**WRITTEN TASKS**
- 1) In the passage on duplicate records, where is the Remove Duplicates command located?
- 2) Reproduce the passage on duplicate records starting with "If you were to define a duplicate record in" and going on through "in the dataset.".
SOURCE DOCUMENT start
Duplicate records are absolute analysis killers. The effect that duplicate records have on your analysis can be far-reaching, corrupting almost every metric, summary, and analytical assessment you produce. It is for this reason that finding and removing duplicate records should be your first priority when you receive a new dataset.
Before you begin examining the dataset to find and remove duplicate records, consider how you define a duplicate record. Look at the table shown in Figure 10-1, where you see 11 records. Of the 11 records, how many are duplicates?
If you were to define a duplicate record in Figure 10-1 as a duplication of only the SicCode, you would find 10 duplicate records. That is, of the 11 records shown, 1 record has a unique SicCode, and the other 10 are duplications. Now, if you were to expand your definition of a duplicate record to a duplication of both SicCode and PostalCode, you would find only two duplicates: the duplication of postal codes 77032 and 77040. Finally, if you were to define a duplicate record as a duplication of the unique value of SicCode, PostalCode, and CompanyNumber, you would find no duplicates.
This example shows that having two records with the same value in a column doesn’t necessarily mean that you have a duplicate record. It’s up to you to determine which field or combination of fields best defines a unique record in the dataset.
After you have a clear idea of which field or fields best make up a unique record in the table, you can remove duplicates easily by using the Remove Duplicates command.
Figure 10-2 illustrates the removal of duplicate rows based on three columns. Note the importance of selecting the columns that define a duplicate. In this case, the combination of Address, CompanyNumber, and CompanyName defines a duplicate record. You select these columns before clicking the Remove Duplicates command on the Home tab of the Power Query ribbon.
If you make a mistake and remove duplicates based on the wrong set of columns, don’t worry: You can always use the Query Settings pane to delete that step. Right-click on the Removed Duplicates step and select Delete (see Figure 10-3). Alternatively, you can click the X next to the Remove Duplicates step.
There are two kinds of blank values: null and empty string. A null is essentially a numerical value of nothing, whereas an empty string is equivalent to entering two quotation marks (“”) in a cell.
SOURCE DOCUMENT end
GIVEN INFORMATION start
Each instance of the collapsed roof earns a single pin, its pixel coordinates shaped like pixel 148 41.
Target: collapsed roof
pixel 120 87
GIVEN INFORMATION end
**ANSWERS TO THE EXERCISE**
- 1) On the Home tab of the Power Query ribbon.

- 2)
If you were to define a duplicate record in Figure 10-1 as a duplication of only the SicCode, you would find 10 duplicate records. That is, of the 11 records shown, 1 record has a unique SicCode, and the other 10 are duplications. Now, if you were to expand your definition of a duplicate record to a duplication of both SicCode and PostalCode, you would find only two duplicates: the duplication of postal codes 77032 and 77040. Finally, if you were to define a duplicate record as a duplication of the unique value of SicCode, PostalCode, and CompanyNumber, you would find no duplicates.
This example shows that having two records with the same value in a column doesn’t necessarily mean that you have a duplicate record. It’s up to you to determine which field or combination of fields best defines a unique record in the dataset.